[Dataset items]
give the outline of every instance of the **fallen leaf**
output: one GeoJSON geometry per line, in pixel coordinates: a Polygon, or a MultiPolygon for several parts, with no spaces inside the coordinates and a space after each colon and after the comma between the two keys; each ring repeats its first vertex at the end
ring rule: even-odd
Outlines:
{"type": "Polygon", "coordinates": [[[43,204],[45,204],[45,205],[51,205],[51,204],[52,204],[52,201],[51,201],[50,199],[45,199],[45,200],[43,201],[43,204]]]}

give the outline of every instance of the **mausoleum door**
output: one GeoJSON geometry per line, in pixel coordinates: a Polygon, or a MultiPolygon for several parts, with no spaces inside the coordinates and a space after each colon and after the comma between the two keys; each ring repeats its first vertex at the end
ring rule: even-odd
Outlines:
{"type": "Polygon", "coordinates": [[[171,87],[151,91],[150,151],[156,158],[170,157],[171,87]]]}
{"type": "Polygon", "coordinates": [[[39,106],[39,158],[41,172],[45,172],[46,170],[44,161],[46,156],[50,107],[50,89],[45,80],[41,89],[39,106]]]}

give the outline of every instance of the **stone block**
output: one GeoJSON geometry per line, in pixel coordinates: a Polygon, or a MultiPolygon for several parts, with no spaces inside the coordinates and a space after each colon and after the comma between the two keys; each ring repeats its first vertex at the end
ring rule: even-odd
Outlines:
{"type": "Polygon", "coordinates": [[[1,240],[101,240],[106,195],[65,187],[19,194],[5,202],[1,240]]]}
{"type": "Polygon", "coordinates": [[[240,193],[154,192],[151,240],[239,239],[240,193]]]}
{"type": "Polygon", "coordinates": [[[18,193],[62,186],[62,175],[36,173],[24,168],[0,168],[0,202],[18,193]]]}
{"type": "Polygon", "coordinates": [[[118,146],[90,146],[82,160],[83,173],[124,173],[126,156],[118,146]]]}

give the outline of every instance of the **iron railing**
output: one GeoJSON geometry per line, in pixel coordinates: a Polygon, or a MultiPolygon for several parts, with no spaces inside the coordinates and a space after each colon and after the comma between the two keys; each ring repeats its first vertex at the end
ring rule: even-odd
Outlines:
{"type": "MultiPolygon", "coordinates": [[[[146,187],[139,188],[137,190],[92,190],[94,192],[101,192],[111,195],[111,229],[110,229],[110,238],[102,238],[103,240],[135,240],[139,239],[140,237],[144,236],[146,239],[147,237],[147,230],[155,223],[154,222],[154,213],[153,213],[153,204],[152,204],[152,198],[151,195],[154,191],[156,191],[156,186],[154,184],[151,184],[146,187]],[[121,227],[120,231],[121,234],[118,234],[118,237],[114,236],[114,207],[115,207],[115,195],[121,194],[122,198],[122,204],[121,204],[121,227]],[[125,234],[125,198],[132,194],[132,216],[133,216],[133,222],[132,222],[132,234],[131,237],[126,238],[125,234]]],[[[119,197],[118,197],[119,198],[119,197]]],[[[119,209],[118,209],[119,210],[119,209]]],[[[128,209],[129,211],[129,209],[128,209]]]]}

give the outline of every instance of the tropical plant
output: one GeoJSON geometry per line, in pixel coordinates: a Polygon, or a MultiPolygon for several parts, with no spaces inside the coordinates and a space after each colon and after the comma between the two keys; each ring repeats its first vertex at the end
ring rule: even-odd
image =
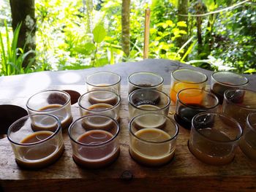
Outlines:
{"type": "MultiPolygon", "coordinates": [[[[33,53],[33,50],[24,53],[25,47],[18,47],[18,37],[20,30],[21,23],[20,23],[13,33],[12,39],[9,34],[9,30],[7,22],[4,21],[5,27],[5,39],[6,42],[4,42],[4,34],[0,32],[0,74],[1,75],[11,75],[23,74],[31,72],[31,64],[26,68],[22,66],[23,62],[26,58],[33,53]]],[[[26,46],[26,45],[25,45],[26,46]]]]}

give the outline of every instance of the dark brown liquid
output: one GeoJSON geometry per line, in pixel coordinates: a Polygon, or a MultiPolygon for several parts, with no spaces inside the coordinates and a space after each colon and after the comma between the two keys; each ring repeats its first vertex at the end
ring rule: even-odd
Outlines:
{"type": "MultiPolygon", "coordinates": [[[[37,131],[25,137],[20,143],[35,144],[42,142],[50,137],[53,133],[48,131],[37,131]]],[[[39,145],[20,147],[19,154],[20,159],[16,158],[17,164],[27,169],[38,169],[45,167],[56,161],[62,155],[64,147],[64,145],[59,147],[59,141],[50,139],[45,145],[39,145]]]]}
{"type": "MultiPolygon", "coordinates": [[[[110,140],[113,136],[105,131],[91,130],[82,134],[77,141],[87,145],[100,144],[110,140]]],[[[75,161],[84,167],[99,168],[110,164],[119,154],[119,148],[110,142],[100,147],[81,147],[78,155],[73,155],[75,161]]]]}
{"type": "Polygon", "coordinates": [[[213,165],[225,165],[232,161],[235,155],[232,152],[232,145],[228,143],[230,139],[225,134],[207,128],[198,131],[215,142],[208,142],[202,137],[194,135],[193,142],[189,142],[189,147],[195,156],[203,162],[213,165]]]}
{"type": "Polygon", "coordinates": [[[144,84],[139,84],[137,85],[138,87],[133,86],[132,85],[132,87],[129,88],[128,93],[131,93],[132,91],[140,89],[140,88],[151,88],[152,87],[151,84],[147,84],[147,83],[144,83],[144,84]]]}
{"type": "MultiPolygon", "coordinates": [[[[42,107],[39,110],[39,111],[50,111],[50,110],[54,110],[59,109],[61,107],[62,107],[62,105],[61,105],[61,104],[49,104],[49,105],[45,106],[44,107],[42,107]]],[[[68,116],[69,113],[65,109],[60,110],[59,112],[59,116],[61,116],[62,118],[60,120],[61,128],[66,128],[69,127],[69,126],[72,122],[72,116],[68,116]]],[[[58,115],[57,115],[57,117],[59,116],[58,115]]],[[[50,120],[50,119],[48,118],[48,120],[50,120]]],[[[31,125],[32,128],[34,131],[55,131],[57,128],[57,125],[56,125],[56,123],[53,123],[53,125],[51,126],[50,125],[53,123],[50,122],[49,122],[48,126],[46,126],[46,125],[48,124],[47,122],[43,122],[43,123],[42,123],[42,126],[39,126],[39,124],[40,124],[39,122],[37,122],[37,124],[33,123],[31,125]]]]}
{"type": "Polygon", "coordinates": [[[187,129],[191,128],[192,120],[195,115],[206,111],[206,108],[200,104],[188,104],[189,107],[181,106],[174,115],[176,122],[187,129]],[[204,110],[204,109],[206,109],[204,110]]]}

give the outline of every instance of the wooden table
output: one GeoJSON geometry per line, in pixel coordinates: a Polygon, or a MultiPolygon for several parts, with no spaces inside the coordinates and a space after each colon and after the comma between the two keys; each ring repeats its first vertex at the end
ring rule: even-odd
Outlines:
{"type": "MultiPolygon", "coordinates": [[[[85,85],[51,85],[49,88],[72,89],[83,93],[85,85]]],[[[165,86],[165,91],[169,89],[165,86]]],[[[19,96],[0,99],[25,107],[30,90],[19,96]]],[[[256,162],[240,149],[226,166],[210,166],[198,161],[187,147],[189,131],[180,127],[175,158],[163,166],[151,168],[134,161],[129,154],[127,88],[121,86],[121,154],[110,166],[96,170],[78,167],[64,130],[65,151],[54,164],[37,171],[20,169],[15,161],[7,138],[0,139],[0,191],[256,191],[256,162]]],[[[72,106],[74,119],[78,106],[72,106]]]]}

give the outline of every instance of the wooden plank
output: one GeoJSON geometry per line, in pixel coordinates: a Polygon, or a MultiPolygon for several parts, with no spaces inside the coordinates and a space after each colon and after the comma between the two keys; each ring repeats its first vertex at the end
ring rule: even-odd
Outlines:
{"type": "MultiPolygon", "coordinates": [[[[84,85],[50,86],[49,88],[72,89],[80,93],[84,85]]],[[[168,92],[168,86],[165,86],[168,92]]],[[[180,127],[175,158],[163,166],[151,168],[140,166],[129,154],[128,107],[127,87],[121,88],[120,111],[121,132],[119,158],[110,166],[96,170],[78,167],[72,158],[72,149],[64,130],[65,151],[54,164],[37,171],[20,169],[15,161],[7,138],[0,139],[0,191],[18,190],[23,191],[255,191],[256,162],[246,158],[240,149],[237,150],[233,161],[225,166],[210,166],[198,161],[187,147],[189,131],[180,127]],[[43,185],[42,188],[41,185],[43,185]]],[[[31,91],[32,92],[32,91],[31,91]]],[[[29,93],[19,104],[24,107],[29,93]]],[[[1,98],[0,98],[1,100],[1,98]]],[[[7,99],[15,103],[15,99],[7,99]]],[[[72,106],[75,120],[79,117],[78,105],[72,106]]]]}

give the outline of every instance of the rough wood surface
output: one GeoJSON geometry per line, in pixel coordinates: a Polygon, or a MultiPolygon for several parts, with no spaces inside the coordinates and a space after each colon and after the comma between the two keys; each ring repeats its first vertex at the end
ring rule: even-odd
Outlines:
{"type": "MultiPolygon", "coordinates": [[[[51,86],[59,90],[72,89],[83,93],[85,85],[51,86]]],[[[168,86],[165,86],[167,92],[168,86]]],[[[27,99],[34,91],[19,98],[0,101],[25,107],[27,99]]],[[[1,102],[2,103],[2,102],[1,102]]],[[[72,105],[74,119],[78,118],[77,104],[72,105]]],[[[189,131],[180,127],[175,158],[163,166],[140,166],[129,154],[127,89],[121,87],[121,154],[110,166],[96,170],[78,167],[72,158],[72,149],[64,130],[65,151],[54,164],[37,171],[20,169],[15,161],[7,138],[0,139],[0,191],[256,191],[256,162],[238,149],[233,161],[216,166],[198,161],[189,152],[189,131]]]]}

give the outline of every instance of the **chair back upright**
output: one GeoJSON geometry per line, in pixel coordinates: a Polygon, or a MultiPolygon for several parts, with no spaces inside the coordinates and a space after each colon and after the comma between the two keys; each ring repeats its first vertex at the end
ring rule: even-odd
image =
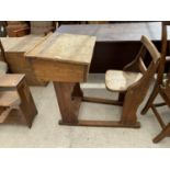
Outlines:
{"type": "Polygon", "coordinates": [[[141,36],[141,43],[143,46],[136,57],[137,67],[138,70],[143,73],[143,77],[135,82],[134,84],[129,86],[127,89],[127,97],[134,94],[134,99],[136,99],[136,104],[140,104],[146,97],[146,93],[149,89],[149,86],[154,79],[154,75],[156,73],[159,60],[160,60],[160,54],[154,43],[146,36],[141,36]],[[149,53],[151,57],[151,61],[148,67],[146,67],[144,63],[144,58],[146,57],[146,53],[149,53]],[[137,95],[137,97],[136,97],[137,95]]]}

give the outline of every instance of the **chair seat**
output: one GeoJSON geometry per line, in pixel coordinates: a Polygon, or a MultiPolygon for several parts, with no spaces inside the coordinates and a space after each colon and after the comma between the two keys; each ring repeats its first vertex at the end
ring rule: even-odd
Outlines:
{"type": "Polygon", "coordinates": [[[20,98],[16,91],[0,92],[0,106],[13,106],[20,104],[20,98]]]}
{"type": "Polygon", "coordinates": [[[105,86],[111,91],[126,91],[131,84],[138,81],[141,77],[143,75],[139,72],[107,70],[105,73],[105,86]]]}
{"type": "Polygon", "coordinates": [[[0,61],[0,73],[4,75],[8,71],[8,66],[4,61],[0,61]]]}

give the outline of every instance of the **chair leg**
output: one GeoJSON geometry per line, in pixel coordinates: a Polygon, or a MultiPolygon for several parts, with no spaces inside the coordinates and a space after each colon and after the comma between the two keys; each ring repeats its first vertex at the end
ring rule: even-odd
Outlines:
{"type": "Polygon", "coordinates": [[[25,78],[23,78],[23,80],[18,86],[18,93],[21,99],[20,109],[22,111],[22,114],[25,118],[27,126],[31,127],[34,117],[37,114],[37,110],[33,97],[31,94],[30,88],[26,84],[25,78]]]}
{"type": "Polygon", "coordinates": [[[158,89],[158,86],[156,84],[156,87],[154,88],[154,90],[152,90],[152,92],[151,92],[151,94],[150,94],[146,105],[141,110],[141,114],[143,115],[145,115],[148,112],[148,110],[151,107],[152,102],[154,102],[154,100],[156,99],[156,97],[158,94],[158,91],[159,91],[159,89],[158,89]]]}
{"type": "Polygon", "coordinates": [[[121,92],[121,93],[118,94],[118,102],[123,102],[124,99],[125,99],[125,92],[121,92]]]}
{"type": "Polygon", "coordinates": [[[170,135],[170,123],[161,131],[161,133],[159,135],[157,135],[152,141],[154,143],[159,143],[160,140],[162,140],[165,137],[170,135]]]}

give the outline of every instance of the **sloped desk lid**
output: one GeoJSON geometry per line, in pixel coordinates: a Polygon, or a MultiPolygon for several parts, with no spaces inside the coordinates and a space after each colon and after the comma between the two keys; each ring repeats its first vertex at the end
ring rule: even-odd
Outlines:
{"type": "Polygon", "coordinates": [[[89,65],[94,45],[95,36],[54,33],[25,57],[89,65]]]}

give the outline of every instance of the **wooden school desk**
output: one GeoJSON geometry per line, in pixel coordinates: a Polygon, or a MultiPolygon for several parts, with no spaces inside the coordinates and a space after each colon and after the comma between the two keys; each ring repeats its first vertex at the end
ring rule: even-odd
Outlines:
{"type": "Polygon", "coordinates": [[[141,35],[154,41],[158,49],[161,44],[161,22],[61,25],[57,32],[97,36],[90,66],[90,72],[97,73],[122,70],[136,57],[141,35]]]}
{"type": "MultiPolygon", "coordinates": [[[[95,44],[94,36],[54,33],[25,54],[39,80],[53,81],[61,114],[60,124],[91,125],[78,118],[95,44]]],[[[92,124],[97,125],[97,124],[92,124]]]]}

**Work instructions:**
From the line containing "give the outline of every instance of the **sloped" down to the last line, reproduce the records exactly. Include both ends.

**Result:**
give the outline of every instance of the **sloped desk lid**
output: one GeoJSON geometry per line, in pixel coordinates: a Polygon, or a MultiPolygon for several parts, with no spaces inside the coordinates and a space after each colon and after the comma between the two keys; each ring repeats its first vertex at the end
ring rule: even-odd
Outlines:
{"type": "Polygon", "coordinates": [[[89,65],[94,45],[95,36],[54,33],[25,57],[89,65]]]}

give the outline of every instance of the **wooden school desk**
output: one GeoJSON geometry per line, in pixel coordinates: a Polygon, or a MultiPolygon for several parts, with no spaces inside the coordinates and a space after each colon and after the comma between the two keys; each ring repeats its first vertex at the end
ring rule: even-odd
Outlines:
{"type": "Polygon", "coordinates": [[[141,35],[154,41],[158,49],[161,44],[161,22],[61,25],[57,32],[97,36],[90,66],[90,72],[97,73],[122,70],[136,57],[141,35]]]}
{"type": "MultiPolygon", "coordinates": [[[[95,44],[94,36],[54,33],[25,54],[39,80],[53,81],[61,114],[60,124],[91,125],[78,118],[95,44]]],[[[92,124],[97,125],[97,124],[92,124]]]]}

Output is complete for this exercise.